> AIM OF THE TASK:
Retype the following lines exactly as they appear.

> DATA LISTING:

'''

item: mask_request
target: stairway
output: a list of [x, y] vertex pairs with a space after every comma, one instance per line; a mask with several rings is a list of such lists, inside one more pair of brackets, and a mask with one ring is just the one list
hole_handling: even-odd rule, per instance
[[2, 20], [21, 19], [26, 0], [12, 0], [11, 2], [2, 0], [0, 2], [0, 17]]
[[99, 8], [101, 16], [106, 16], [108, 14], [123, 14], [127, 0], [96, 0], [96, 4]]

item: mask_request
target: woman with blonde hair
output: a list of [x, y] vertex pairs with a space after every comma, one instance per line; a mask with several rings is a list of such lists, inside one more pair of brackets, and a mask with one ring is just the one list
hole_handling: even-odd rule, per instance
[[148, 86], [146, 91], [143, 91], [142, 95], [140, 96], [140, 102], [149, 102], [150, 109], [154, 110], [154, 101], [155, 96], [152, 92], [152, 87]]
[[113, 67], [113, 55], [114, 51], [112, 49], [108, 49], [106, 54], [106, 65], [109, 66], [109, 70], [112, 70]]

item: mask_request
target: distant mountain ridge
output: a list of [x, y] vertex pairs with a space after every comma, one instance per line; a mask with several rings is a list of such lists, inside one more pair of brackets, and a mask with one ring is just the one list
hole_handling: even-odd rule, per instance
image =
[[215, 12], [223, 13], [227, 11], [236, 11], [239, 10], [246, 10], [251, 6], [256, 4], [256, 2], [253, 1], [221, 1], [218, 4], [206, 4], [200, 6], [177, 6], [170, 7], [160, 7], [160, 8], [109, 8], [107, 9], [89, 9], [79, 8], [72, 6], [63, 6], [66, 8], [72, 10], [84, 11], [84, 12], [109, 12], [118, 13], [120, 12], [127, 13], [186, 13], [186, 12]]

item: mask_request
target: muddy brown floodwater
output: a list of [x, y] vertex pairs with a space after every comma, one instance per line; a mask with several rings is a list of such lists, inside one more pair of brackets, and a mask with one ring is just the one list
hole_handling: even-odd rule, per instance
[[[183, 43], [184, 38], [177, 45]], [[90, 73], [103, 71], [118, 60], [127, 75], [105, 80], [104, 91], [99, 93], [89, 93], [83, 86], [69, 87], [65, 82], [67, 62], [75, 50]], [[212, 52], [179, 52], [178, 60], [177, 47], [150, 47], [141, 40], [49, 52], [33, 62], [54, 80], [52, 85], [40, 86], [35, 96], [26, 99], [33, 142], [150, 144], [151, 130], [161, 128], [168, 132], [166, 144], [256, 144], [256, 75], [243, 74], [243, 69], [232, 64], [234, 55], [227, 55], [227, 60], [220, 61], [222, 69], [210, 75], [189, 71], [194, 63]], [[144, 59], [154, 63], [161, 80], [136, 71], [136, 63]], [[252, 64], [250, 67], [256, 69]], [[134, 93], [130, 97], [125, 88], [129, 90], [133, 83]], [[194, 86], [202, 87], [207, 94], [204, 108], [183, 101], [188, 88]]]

'''

> FINAL RESULT:
item: mask_request
target: stairway
output: a list of [x, y] vertex pairs with a space after every comma, one instance per line; a mask with several rings is a list of such lists, inside one more pair of brackets, and a mask with one ring is just the one list
hole_handling: even-odd rule, per instance
[[2, 20], [21, 19], [26, 0], [12, 0], [11, 2], [2, 0], [0, 2], [0, 17]]
[[99, 8], [101, 16], [106, 16], [108, 14], [123, 14], [127, 0], [96, 0], [96, 4]]

item: mask_request
target: woman with blonde hair
output: a list of [x, y] vertex pairs with a space after every comma, one instance per line; a mask with several rings is a list of such lists, inside one more pair of brackets, and a mask with one ring is just the one list
hole_handling: even-odd rule, per instance
[[148, 86], [146, 91], [143, 91], [142, 95], [140, 96], [140, 102], [149, 102], [150, 109], [154, 110], [154, 101], [155, 96], [152, 92], [152, 87]]
[[113, 67], [113, 55], [114, 51], [112, 49], [108, 49], [106, 54], [106, 65], [109, 66], [109, 70], [112, 70]]

item: mask_request
target: distant mountain ridge
output: a list of [x, y] vertex pairs with a space after every comma, one instance per line; a mask with several rings is a list of such lists, inside one more pair of brackets, and a mask with one ring is just the one list
hole_handling: even-odd rule, per instance
image =
[[215, 12], [223, 13], [227, 11], [236, 11], [239, 10], [246, 10], [251, 6], [256, 4], [256, 2], [253, 1], [221, 1], [218, 4], [206, 4], [200, 6], [177, 6], [170, 7], [160, 7], [160, 8], [109, 8], [107, 9], [89, 9], [79, 8], [72, 6], [63, 6], [66, 8], [72, 10], [84, 11], [84, 12], [109, 12], [118, 13], [120, 12], [127, 13], [186, 13], [186, 12]]

item: mask_request
target: muddy brown floodwater
output: a list of [x, y] vertex pairs with a space after every comma, one instance per line; a mask with several rings is a list of such lists, inside one more pair of brackets, and a mask with one ring is just the one list
hole_handling: even-odd rule, per instance
[[[183, 43], [184, 38], [177, 45]], [[90, 73], [103, 71], [118, 60], [127, 75], [105, 80], [104, 91], [99, 93], [89, 93], [83, 86], [69, 87], [65, 82], [67, 62], [75, 50]], [[212, 52], [179, 52], [178, 60], [177, 47], [150, 47], [141, 40], [49, 52], [33, 62], [54, 80], [52, 85], [40, 86], [35, 96], [26, 99], [33, 142], [150, 144], [151, 130], [161, 128], [168, 132], [166, 144], [256, 144], [256, 75], [243, 74], [243, 69], [232, 64], [234, 55], [227, 55], [227, 60], [220, 61], [222, 69], [210, 75], [189, 71], [194, 63]], [[144, 59], [154, 63], [161, 80], [136, 71], [136, 63]], [[252, 64], [250, 67], [256, 69]], [[134, 93], [130, 97], [125, 88], [129, 90], [133, 83]], [[194, 86], [202, 87], [207, 94], [204, 108], [183, 101], [188, 88]]]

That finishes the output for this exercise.